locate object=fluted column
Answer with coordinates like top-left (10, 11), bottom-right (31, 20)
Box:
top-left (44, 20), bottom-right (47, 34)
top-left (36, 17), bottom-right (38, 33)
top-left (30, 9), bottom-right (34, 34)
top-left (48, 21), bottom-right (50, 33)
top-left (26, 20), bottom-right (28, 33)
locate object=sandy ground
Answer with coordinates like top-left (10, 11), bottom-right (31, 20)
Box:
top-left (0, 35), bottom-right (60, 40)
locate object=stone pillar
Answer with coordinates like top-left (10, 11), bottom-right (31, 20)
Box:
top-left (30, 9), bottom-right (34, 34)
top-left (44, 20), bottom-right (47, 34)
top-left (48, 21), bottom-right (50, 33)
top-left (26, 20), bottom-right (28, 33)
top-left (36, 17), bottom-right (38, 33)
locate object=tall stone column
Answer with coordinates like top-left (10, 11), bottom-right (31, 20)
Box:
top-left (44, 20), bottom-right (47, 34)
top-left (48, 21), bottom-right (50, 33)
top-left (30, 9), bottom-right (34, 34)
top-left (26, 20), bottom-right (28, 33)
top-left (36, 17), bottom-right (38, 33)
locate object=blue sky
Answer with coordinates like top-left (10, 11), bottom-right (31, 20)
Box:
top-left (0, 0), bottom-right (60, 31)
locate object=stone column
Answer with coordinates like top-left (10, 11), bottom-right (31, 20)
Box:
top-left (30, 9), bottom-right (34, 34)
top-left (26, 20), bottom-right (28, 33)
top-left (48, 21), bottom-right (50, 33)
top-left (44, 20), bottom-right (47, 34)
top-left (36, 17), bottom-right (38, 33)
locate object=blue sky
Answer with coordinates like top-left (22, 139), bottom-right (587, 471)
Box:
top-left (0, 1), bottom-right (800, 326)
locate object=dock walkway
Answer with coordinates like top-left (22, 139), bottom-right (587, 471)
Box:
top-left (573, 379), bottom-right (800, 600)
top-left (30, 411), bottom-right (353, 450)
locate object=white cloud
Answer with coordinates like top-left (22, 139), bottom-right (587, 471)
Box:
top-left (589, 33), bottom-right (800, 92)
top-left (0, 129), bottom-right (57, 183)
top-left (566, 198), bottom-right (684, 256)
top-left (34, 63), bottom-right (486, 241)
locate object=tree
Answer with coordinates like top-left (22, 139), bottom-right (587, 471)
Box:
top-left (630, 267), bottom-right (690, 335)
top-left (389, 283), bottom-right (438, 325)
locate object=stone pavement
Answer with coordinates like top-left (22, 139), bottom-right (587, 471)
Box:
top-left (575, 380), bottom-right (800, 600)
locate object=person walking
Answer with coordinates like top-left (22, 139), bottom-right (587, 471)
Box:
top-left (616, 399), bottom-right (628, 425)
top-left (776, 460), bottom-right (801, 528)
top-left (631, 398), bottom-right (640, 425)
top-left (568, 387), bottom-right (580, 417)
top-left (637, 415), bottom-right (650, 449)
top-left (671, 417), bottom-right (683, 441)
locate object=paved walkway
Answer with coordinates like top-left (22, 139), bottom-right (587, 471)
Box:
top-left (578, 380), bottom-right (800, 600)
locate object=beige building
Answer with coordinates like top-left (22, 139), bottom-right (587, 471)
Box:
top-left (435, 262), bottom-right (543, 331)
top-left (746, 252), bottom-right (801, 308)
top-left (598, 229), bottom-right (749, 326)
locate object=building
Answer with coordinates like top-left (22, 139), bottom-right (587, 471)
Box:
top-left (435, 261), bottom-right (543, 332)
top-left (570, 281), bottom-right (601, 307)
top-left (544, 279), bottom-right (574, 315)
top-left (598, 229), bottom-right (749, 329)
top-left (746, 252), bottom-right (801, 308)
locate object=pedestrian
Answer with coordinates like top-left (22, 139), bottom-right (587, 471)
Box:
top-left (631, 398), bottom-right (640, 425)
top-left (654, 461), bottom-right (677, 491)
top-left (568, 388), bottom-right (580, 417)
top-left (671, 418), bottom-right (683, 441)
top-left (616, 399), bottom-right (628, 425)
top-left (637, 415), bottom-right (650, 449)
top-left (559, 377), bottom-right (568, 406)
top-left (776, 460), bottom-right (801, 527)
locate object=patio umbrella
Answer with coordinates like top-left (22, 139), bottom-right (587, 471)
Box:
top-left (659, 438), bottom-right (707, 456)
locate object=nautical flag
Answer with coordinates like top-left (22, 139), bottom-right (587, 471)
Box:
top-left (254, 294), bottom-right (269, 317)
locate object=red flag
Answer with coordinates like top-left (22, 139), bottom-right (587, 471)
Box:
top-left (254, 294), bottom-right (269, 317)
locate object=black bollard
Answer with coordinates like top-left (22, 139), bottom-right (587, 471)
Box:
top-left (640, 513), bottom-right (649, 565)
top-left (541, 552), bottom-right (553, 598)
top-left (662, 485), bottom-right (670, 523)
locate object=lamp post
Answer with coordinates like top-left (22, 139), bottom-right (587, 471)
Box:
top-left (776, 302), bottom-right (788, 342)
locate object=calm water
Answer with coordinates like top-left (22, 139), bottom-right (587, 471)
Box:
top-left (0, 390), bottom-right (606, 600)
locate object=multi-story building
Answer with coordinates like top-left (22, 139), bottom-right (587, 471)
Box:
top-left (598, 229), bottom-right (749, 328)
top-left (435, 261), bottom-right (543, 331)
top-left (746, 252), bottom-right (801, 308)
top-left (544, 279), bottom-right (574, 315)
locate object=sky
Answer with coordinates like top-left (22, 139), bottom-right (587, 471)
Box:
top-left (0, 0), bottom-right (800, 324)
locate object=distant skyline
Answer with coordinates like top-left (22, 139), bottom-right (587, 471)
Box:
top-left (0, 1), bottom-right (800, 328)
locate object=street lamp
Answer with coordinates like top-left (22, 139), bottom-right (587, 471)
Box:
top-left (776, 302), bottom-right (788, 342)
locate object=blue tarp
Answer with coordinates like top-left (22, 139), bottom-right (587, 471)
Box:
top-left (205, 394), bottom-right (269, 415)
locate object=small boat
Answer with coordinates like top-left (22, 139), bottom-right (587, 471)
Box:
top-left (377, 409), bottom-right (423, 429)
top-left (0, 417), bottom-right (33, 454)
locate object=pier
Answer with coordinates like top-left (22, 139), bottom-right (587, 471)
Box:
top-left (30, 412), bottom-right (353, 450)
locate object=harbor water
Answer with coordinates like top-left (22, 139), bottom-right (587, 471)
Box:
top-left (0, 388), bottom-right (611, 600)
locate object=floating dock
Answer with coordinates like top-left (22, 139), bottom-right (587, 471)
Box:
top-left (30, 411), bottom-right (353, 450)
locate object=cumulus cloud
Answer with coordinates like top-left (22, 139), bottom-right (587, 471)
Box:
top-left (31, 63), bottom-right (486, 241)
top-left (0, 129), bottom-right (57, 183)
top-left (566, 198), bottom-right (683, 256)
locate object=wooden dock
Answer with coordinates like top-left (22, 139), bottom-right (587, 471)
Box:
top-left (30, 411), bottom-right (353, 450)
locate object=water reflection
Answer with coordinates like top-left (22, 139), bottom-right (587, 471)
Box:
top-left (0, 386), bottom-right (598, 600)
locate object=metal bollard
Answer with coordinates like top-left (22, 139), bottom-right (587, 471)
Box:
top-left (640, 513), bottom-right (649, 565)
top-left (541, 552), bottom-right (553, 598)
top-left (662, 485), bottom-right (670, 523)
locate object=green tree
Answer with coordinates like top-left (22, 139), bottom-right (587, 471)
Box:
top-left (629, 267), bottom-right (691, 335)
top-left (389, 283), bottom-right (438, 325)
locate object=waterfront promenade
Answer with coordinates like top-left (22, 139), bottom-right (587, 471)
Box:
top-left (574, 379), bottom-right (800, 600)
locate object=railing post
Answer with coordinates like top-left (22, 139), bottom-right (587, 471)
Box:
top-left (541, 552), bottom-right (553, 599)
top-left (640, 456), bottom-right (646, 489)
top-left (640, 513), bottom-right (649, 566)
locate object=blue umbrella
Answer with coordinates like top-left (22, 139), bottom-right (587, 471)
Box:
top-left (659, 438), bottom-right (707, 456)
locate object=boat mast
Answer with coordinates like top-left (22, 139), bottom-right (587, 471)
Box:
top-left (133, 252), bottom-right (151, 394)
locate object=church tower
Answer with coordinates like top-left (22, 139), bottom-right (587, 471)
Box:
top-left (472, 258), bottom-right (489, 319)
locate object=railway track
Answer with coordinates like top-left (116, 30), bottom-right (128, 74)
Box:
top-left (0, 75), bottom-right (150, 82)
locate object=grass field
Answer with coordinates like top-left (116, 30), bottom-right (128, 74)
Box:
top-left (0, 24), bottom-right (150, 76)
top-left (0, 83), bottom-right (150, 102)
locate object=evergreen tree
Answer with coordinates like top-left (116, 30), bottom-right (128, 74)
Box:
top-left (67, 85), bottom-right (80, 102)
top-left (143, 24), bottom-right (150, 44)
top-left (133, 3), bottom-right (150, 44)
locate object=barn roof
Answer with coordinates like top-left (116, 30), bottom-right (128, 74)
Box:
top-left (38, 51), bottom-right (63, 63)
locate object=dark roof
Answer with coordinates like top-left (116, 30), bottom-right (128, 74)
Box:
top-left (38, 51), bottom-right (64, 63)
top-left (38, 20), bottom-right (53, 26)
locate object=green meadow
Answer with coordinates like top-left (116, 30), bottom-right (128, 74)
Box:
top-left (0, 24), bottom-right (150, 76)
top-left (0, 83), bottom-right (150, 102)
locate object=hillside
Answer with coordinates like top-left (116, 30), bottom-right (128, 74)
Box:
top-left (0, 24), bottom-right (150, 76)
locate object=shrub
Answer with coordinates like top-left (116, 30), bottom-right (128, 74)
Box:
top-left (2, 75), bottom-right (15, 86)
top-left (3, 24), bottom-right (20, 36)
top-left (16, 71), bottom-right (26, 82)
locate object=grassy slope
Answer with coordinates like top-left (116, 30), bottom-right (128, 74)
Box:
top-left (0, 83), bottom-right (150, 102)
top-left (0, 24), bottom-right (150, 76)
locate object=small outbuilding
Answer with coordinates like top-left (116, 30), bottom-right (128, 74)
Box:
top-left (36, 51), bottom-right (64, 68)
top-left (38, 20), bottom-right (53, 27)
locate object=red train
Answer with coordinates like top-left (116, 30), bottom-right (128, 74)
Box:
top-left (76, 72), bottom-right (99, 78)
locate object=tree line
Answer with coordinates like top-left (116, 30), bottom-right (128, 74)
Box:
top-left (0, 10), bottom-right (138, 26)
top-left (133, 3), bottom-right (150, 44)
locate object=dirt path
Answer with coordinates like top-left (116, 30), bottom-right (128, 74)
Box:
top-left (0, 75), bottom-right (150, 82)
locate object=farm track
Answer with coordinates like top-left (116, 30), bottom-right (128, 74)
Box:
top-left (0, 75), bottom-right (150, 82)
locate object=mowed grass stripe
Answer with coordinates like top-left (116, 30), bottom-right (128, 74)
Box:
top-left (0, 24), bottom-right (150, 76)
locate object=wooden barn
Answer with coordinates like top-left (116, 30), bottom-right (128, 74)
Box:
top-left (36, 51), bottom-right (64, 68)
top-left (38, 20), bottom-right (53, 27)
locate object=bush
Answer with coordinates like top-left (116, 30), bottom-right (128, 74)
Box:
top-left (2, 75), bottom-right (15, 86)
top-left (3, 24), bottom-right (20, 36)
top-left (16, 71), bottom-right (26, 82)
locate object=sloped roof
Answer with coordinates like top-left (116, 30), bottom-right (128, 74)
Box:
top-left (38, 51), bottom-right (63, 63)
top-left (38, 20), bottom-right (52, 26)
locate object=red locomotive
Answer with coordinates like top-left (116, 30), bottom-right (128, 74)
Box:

WHAT NEEDS TO BE DONE:
Please lay out the stretch from the line containing "locate object=water reflection" through the line containing "top-left (0, 386), bottom-right (598, 600)" as a Markdown table with the columns Row and Line. Number each line in Row, put its text in Line, and leave out any blank lines.

THE RESPONSE:
| Row | Line |
|---|---|
| 1 | locate object=water reflection |
| 2 | Answer with coordinates like top-left (22, 139), bottom-right (587, 471) |
| 3 | Box: |
| 4 | top-left (0, 386), bottom-right (598, 600) |